==== DATA UNDER STUDY

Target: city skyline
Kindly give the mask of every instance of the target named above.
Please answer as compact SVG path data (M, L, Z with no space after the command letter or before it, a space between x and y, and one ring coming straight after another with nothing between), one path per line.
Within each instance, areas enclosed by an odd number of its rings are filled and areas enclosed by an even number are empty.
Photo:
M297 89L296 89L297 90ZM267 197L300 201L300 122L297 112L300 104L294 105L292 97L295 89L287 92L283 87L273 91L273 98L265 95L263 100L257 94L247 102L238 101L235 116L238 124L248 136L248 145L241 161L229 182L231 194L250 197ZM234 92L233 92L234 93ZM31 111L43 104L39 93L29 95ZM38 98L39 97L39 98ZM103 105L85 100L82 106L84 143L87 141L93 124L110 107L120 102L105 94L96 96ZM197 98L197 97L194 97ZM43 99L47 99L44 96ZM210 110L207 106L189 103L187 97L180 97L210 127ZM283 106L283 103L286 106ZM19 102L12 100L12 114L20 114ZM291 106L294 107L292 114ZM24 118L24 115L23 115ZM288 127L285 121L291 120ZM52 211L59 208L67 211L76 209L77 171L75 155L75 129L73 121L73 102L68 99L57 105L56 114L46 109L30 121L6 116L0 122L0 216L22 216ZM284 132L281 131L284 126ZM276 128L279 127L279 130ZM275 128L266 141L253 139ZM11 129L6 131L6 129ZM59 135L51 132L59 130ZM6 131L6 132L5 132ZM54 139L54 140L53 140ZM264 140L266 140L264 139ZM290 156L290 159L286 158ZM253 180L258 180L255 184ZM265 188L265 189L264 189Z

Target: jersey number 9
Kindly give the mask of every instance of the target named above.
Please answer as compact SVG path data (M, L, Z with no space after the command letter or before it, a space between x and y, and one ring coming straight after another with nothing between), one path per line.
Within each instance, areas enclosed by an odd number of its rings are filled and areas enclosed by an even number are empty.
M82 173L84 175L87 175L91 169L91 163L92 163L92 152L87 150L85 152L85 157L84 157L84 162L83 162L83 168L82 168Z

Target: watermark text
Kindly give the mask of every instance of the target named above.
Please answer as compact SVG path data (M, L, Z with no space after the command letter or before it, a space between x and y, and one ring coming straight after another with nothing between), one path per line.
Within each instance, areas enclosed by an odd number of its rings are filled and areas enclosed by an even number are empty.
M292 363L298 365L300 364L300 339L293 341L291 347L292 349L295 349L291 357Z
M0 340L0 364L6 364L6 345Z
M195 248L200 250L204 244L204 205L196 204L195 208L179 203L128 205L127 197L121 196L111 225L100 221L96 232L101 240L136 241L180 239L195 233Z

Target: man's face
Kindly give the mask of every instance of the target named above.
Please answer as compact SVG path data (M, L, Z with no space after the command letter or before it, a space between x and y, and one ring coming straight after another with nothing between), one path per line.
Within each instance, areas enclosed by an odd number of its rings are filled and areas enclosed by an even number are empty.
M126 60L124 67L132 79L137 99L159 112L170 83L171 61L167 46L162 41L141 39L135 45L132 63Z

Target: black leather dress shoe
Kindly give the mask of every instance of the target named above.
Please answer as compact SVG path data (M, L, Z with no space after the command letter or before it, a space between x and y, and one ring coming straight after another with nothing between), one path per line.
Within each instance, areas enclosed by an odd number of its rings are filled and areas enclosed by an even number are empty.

========

# YOUR GOAL
Your answer should consist of every record, printed exactly as given.

# TASK RESPONSE
Target: city skyline
Kindly give the mask of every instance of the target named above.
Please answer as compact SVG path data (M, L, Z with no space after the command letter or before it, a space between x and y, and one ring coming straight after another with nothing between), one path per line.
Within each instance, areas enclosed by an odd number of its rings are filled and areas enclosed by an even number are empty.
Photo:
M297 89L296 89L297 90ZM267 197L300 201L300 122L297 112L300 104L294 105L292 97L295 89L287 92L283 87L273 91L273 98L265 95L263 100L257 94L247 102L238 101L235 116L238 124L248 136L248 145L241 161L229 182L231 194L250 197ZM234 92L233 92L234 93ZM31 111L43 104L39 93L29 95ZM38 98L39 97L39 98ZM103 105L85 100L82 106L84 143L87 141L93 124L110 107L120 102L105 94L96 96ZM197 98L197 97L194 97ZM43 99L47 99L44 96ZM210 110L207 106L189 103L187 97L180 97L210 127ZM283 106L283 103L286 106ZM19 102L12 100L12 114L20 114ZM291 106L294 107L292 114ZM24 118L24 115L23 115ZM288 127L285 121L291 120ZM52 211L59 208L67 211L76 209L77 171L75 155L75 129L73 121L73 102L68 99L57 105L56 114L46 109L30 121L6 116L0 122L0 216L22 216ZM284 132L281 131L284 126ZM276 128L279 127L279 130ZM275 128L266 141L253 139ZM11 129L6 131L6 129ZM59 135L51 132L59 130ZM6 131L6 132L5 132ZM54 139L54 140L53 140ZM264 140L266 140L264 139ZM290 156L290 159L286 158ZM253 180L258 180L255 184ZM265 188L265 189L264 189Z

Target: jersey number 9
Kindly give the mask of every instance of the target named above.
Please answer as compact SVG path data (M, L, Z with no space after the command letter or before it, a space between x and y, and one ring coming straight after another with nothing between), one path per line.
Within each instance, areas enclosed by an odd number of its rings are filled and areas enclosed by an even number are empty.
M82 173L84 175L87 175L91 169L91 163L92 163L92 152L87 150L85 152L85 157L84 157L84 162L83 162L83 168L82 168Z

Target: watermark text
Kindly give the mask of every instance of the target named above.
Please answer as compact SVG path data (M, L, Z with no space after the command letter or before it, a space between x and y, and one ring coming straight after another with nothing between), one path per line.
Within each instance, areas enclosed by an odd number of its rings are filled and areas enclosed by an even number are empty.
M292 363L298 365L300 364L300 339L293 341L291 347L292 349L295 349L291 357Z
M0 340L0 364L6 364L6 345Z
M195 248L200 250L204 244L204 205L196 204L195 208L179 203L128 205L127 197L121 196L111 225L100 221L96 232L101 240L136 241L180 239L195 233Z

Target: man's face
Kindly give the mask of every instance of the target named above.
Please answer as compact SVG path data (M, L, Z with no space after the command letter or before it, a space between x and y, and one ring coming straight after another with nothing between), one path per line.
Within each instance, areas enclosed by an odd number of its rings are filled and areas enclosed by an even number are empty.
M126 60L124 67L132 79L137 99L159 112L170 83L171 61L167 46L162 41L141 39L135 45L132 63Z

Target: black leather dress shoe
Kindly give the mask of every instance of the target named above.
Please answer as compact SVG path data (M, L, Z with no space after the command letter or before it, a space between x and y, and one ring coming straight after another with nothing between), one path per line.
Within each instance, areas enclosed by an odd number of its rings are filled and areas enclosed by an even number are empty.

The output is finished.